- _GIVEN DATA_
◇ ◇ ◇ ◇ ◇

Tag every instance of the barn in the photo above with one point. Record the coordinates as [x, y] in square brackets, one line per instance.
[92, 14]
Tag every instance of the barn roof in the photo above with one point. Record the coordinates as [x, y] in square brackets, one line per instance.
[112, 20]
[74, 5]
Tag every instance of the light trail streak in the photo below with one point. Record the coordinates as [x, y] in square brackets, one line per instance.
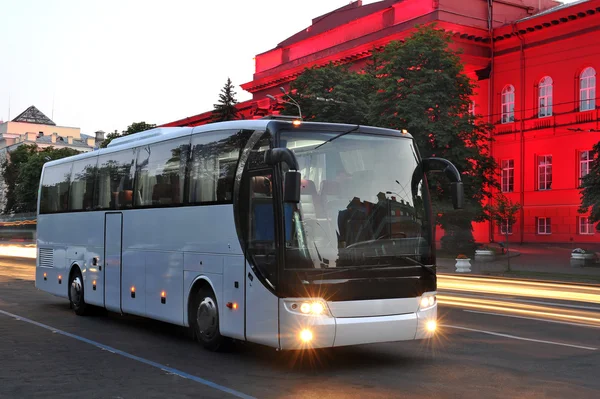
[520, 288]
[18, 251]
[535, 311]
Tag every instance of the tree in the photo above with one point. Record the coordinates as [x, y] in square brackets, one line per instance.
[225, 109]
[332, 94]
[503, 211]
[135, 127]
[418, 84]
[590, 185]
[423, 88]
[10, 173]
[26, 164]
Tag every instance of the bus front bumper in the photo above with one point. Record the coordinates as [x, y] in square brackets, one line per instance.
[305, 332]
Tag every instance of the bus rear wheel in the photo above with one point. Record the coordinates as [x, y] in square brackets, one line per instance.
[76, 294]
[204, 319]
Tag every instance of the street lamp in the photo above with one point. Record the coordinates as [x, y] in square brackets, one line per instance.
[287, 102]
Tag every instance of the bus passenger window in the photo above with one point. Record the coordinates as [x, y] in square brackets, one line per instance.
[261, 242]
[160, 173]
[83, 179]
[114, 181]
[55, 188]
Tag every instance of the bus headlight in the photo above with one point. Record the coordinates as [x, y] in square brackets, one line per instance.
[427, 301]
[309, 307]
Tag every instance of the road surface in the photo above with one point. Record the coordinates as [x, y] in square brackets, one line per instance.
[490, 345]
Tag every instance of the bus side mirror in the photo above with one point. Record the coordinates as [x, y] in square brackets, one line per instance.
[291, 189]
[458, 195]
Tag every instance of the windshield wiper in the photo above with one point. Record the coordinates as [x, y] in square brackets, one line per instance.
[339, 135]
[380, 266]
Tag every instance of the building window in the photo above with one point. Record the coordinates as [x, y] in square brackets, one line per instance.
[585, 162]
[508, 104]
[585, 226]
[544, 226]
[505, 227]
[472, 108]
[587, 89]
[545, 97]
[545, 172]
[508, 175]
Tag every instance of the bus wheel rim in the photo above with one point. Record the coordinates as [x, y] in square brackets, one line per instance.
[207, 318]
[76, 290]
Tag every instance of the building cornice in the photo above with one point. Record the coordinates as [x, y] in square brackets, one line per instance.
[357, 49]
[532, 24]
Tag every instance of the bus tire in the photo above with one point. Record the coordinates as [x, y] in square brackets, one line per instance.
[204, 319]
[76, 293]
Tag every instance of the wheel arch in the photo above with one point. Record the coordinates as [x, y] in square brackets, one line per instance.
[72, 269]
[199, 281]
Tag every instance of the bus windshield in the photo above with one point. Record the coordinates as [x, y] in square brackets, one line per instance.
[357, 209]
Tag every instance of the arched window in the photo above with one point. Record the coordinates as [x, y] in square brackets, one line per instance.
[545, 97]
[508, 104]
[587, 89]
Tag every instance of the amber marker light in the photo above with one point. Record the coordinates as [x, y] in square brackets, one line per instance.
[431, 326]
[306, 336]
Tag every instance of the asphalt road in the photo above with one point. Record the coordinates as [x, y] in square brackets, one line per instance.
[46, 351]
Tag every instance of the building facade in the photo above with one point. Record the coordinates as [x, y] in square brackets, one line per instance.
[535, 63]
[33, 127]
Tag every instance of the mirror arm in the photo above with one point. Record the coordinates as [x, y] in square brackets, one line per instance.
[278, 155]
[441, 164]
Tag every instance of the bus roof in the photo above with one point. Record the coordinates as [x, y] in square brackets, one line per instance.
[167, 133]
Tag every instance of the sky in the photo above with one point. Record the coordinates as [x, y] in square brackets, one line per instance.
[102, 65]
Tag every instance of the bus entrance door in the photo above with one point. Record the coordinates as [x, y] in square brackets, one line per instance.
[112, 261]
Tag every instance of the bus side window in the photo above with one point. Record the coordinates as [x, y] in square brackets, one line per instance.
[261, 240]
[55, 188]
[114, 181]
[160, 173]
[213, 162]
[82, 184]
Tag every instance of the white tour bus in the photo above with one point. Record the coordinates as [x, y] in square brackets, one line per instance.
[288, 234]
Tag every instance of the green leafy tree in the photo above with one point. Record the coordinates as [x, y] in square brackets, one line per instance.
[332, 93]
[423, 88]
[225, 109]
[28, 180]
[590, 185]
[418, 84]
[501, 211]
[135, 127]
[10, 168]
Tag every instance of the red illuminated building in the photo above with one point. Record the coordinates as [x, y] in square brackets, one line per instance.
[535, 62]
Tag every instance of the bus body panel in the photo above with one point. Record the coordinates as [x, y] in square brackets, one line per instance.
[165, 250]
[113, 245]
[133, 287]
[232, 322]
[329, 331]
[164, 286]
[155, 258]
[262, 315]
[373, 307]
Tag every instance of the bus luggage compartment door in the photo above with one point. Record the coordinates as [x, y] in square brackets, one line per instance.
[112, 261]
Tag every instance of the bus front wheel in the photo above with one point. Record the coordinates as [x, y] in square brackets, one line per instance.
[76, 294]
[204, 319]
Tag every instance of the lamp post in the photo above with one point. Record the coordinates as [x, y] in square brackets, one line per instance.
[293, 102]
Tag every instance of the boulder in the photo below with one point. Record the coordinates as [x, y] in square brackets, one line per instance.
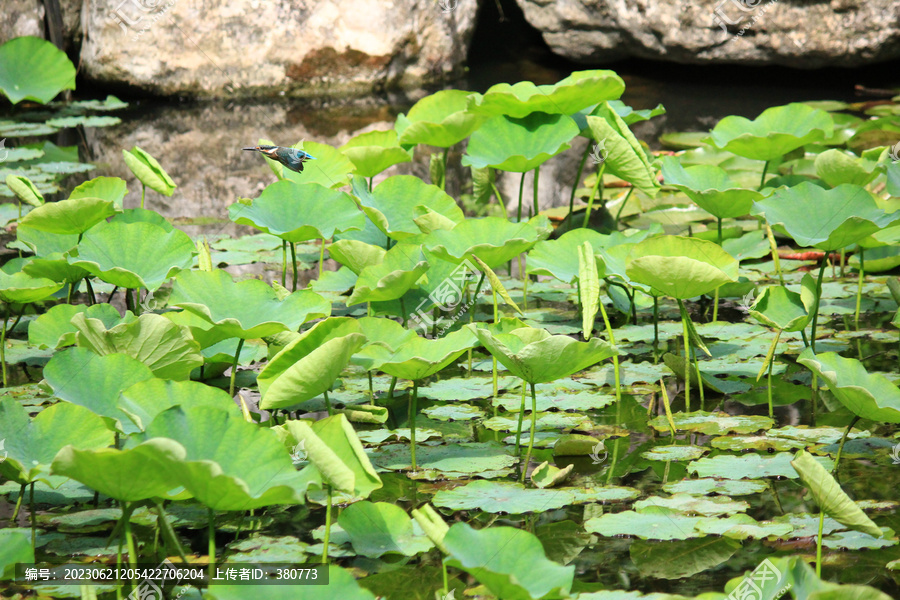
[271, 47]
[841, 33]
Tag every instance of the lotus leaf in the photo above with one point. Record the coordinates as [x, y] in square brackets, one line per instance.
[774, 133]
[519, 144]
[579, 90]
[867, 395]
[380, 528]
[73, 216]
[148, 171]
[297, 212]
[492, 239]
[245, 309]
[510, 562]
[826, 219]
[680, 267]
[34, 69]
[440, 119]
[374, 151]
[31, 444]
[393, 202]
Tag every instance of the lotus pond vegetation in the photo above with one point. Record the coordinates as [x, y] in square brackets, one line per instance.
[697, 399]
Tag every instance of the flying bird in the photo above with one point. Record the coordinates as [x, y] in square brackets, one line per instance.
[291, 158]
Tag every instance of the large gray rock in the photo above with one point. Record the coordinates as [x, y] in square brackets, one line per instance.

◇ ◇ ◇ ◇ ◇

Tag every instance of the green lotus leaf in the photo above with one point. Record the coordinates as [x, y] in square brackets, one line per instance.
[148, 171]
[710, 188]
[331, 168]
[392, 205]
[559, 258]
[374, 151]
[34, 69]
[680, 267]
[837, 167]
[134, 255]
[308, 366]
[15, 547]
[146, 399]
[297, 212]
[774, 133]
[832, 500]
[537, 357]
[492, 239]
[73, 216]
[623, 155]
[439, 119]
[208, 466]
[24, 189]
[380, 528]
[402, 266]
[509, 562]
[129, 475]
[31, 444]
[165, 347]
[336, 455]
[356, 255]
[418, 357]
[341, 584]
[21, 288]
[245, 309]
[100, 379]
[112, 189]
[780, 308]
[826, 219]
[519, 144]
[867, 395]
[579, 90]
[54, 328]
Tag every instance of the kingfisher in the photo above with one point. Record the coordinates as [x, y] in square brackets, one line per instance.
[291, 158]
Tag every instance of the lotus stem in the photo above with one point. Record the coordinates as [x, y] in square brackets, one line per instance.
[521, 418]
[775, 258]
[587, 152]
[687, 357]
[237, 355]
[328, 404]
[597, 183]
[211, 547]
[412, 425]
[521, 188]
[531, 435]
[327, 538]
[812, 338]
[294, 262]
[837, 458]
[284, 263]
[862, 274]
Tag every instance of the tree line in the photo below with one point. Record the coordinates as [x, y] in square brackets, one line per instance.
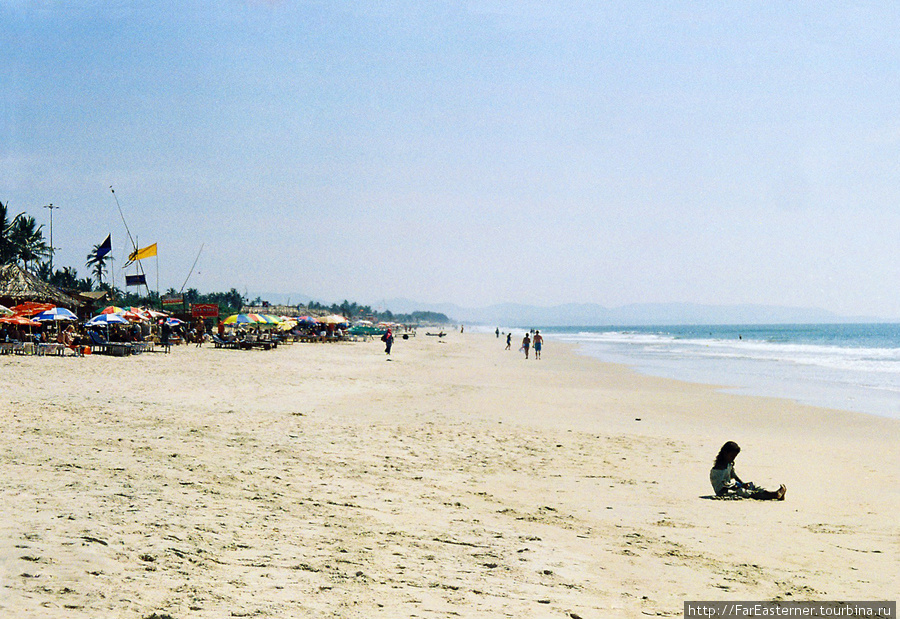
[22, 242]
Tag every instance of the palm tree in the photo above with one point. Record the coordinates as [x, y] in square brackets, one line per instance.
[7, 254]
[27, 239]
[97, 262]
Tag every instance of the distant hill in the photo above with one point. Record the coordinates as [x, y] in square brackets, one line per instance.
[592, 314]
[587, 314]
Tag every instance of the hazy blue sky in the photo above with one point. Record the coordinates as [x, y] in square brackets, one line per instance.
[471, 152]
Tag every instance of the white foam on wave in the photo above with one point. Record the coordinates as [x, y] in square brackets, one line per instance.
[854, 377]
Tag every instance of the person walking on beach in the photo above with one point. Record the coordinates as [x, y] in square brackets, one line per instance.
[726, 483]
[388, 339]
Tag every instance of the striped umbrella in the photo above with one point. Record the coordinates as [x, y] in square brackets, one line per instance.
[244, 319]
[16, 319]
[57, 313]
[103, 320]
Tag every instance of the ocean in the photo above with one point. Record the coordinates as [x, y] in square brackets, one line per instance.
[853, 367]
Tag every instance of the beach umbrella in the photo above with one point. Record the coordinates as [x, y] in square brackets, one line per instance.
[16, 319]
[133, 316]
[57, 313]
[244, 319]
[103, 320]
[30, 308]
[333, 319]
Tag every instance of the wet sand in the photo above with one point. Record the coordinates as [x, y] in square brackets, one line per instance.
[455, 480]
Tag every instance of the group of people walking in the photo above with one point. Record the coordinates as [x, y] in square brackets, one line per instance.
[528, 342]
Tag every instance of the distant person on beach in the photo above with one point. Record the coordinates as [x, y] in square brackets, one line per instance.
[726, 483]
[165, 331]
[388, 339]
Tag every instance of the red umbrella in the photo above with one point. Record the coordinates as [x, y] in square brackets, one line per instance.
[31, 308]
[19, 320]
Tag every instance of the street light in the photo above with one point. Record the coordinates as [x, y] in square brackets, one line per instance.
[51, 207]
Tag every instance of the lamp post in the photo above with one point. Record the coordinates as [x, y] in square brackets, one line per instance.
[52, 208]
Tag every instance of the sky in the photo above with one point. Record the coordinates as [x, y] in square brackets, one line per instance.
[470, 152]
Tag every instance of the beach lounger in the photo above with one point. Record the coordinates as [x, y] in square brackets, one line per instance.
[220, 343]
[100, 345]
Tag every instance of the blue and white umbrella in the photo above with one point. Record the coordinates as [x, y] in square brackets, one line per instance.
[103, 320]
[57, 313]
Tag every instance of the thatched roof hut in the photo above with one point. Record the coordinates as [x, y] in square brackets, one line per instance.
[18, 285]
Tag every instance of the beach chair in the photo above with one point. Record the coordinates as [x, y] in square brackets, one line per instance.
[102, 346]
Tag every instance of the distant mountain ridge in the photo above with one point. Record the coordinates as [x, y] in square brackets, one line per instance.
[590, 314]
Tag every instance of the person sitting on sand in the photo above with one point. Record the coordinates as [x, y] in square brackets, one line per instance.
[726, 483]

◇ ◇ ◇ ◇ ◇

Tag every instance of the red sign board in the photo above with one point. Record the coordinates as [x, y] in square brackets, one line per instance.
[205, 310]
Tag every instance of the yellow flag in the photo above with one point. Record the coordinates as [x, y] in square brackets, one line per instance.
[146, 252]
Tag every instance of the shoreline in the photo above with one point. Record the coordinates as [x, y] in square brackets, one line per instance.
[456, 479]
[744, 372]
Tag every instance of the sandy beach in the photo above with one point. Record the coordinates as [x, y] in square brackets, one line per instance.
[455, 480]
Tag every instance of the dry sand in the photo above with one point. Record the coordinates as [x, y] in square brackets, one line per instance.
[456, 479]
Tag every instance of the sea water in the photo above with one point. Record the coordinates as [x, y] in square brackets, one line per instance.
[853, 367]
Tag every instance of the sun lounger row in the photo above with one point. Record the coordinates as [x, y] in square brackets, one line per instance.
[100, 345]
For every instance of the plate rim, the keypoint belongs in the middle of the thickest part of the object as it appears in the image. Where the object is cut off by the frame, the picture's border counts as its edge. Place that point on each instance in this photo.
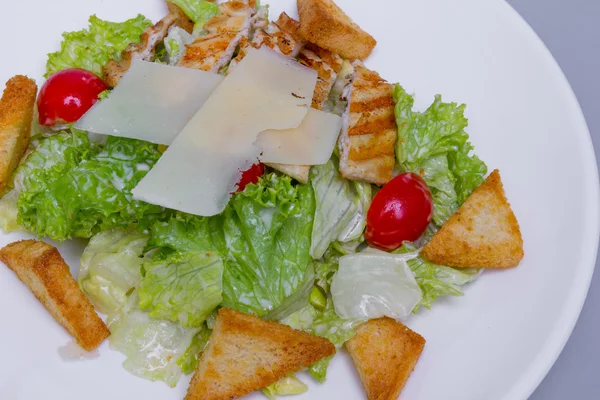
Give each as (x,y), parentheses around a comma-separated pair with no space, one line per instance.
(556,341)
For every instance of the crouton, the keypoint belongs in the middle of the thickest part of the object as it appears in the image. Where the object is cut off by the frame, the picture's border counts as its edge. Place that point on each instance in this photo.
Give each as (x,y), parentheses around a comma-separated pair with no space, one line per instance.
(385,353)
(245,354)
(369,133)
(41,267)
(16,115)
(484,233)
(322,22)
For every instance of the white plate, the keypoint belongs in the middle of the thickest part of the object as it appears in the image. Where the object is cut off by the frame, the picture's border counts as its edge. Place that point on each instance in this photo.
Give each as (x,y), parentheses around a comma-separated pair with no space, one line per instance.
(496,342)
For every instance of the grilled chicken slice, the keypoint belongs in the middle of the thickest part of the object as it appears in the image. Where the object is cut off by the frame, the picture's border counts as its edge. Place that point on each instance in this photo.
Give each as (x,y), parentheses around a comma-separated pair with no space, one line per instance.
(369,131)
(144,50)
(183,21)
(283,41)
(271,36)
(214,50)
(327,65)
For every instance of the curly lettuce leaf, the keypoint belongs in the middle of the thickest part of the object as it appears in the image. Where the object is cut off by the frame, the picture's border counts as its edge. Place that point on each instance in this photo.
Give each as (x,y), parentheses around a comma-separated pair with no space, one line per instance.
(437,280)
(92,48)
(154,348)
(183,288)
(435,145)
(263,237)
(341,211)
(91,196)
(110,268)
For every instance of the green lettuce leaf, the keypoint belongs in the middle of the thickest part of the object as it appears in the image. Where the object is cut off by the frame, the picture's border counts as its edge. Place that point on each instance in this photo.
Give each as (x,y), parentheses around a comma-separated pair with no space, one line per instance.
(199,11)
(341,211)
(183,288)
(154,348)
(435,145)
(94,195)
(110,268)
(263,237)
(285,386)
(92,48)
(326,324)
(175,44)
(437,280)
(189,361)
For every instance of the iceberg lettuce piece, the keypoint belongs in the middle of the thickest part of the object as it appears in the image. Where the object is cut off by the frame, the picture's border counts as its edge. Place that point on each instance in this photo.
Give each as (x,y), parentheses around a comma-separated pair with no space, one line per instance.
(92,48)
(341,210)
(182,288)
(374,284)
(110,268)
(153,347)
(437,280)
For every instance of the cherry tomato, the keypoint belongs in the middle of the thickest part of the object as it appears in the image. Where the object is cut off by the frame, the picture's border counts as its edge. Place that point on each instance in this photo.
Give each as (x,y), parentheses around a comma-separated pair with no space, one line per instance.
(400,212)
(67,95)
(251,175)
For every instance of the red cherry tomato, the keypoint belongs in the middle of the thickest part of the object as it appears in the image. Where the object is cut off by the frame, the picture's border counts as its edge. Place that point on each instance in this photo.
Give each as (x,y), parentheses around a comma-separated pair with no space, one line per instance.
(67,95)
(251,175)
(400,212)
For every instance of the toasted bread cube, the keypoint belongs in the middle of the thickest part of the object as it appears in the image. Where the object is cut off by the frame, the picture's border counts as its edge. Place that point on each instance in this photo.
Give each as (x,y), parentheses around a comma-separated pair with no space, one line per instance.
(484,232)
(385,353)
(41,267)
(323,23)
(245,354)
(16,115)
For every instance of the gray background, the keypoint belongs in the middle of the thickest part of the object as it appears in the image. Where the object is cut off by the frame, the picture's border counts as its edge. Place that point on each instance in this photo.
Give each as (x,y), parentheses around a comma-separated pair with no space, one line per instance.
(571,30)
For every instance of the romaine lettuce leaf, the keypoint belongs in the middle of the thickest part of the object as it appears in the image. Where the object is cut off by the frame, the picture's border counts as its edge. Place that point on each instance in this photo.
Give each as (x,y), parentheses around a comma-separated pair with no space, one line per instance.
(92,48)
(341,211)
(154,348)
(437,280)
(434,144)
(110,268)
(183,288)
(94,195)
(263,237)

◇ ◇ ◇ ◇ ◇

- _REQUIRED WORK_
Collect every line in the entries above that contains the word "barn". Case counts.

- _EXERCISE RESULT_
Tag every instance of the barn in the photo above with one point. Record the coordinates as [x, y] in square brackets, one line per instance.
Tag every instance of the barn roof in the photo above with one point. Record the coordinates as [x, y] in square brackets, one line per instance.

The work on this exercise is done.